CHALLENGE
Write out every entry precisely as given, leaving the pictures out.

DATASET RECORDS
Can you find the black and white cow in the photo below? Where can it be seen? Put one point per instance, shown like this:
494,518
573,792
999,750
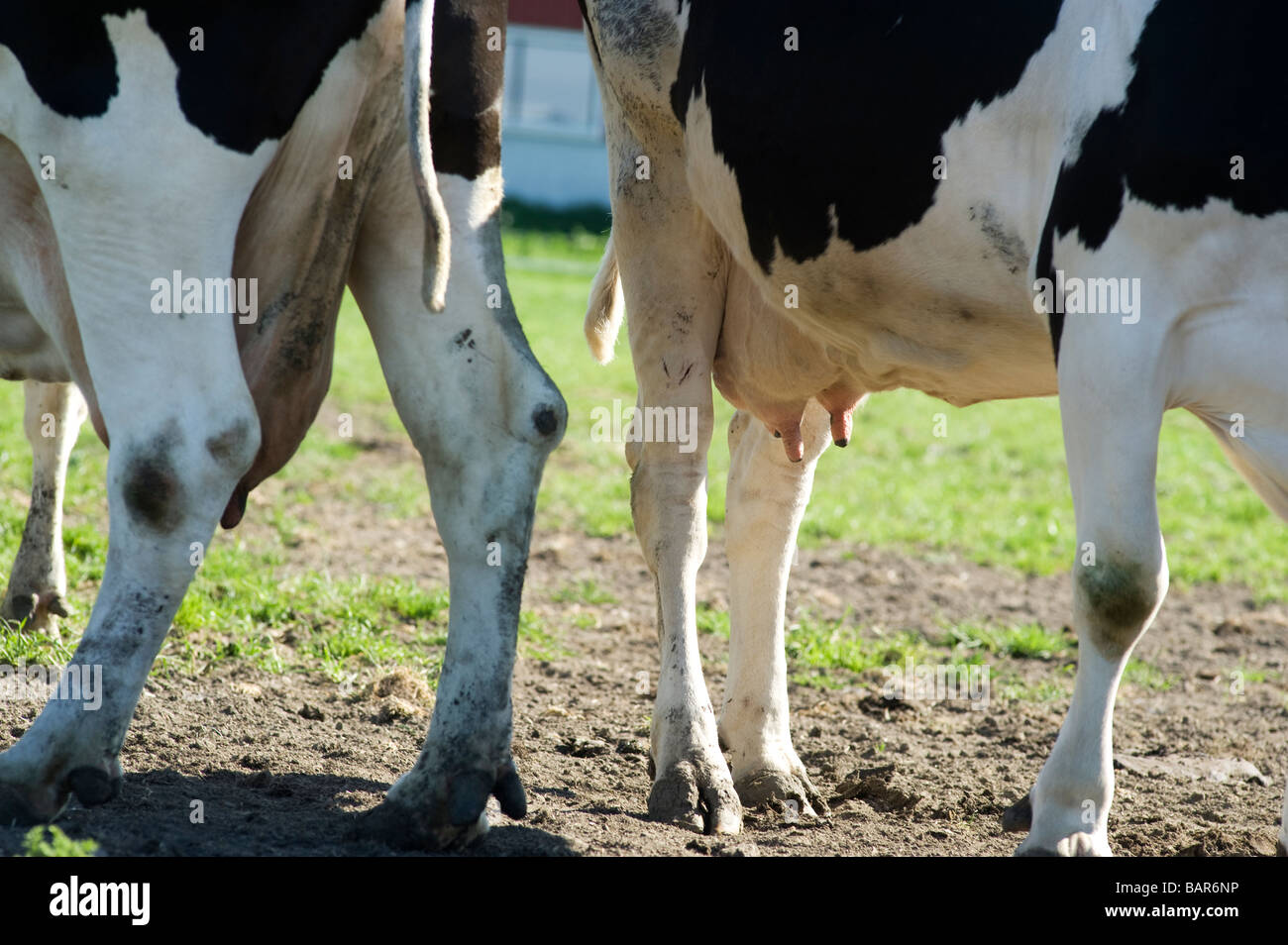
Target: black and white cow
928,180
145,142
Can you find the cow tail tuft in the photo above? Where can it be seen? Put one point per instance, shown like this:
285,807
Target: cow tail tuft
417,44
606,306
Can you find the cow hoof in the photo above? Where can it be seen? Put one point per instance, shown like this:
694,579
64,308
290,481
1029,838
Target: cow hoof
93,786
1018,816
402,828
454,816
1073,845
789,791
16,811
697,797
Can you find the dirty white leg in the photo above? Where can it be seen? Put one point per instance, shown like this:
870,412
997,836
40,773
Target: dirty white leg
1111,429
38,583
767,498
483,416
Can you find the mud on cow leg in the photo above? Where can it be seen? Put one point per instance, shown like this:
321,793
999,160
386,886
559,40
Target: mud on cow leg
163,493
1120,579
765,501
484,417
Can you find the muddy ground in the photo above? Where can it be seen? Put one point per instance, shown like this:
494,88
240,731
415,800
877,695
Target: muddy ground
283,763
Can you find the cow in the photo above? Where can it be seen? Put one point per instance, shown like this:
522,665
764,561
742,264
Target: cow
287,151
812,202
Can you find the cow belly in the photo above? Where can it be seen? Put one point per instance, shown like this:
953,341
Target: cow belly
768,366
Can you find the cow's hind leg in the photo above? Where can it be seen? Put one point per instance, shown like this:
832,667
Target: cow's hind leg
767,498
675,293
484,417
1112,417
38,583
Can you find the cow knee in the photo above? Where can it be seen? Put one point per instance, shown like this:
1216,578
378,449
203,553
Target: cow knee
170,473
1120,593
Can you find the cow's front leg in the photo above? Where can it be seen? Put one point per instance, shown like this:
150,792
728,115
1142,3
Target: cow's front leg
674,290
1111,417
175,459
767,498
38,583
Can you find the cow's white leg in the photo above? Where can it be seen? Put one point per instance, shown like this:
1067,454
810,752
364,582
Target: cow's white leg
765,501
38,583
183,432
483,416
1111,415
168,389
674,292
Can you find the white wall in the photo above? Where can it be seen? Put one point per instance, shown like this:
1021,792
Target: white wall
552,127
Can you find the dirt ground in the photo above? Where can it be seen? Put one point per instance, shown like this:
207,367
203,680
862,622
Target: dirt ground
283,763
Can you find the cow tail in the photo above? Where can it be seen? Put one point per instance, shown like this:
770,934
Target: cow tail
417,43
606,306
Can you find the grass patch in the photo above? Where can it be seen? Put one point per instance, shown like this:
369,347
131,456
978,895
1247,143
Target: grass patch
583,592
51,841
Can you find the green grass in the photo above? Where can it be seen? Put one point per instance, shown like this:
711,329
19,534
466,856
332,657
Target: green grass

EXERCISE SOLUTION
Can you find the black and white cow in the photo below? Where can it be seen? Put one point per instance, shown like this:
494,518
573,792
999,750
Target: black and white cow
928,180
145,142
Can you find the cow tail tuft in the photo above? Where can it be seen? Put one point per instance, shown like this:
285,807
Target: cow tail tuft
417,44
606,306
Can you find the cow hoof in the photo above? Where can it be seen? Put one point per instance, shown like this:
694,579
64,308
290,481
1029,838
Target: cow hoof
93,786
1018,816
402,828
454,816
1073,845
789,791
16,811
697,797
Can you find the dirty white leg in the photo above? Where can it be seen? Put one point per instance, shown like this:
870,412
997,836
40,773
Target: dirty white leg
1111,429
38,583
767,498
483,416
Can you find the mud on cow leg in the photo above? Where can it be seen? Put one point per instance, shown like this:
321,793
999,160
386,886
559,40
Target: mud on cow leg
163,493
1120,579
765,501
484,417
Can you find the muddy ground in the photo above? Where can it be seen? Put one point per instance, shown like this:
494,88
240,731
415,800
877,695
Target: muddy ground
283,763
Can you find the cow in the photo above? Where can it be seen? Put one point per instance, shown like this:
522,665
764,561
742,264
Target: cow
287,151
812,202
Can you find the cow belly in the photo above? Where can it be seen? Put one point per instance, shown like this:
953,341
Target: cow belly
768,366
Can you find the cow's hind leg in the photo above? Where can it be seen? Put one point per instance, shown like this:
832,667
Target: cow's hind leg
767,498
675,293
484,417
1112,417
38,583
Can you find the cow knee in the photo above? Where can it be seen? Put one point per instance, shown like this:
1216,578
378,449
203,553
Target: cow knee
170,473
1120,593
Can you find the cow's front leg in the photo above? Where can it be seen? Put one point per instance, shown like this:
150,792
728,115
1142,3
Target: cow's front leg
674,290
1111,417
175,459
767,498
38,583
Can you find the cow's white leg in the photo above? Where can it be seen? Put one point per instance, shown like this:
1067,454
810,752
364,582
Target: cow's white leg
765,501
38,583
183,432
483,416
1111,415
168,389
674,292
Can you find the white wall in the photo above? Where can it be seen? Put one point per instance, shown like this:
1021,792
Target: white wall
552,127
Can you find the dirt ground in the photo above? Where can it be seen? Put one point per instance, shown like this:
207,367
203,680
862,622
Target: dirt ground
283,763
Can you find the cow tail in the photo above? Where can it be seen? Put one point per instance, shown like this:
770,934
Target: cow tail
417,43
606,306
Can you find the grass patch in the photo above? Where can it be seen? Put one point per instance, shown like this:
369,347
131,456
978,895
1247,143
Target: grass patch
583,592
51,841
Can you find the green grass in the photo above? Where can it be seen? Put one point per instance, shown like this:
711,329
19,534
466,856
332,657
Target: green grass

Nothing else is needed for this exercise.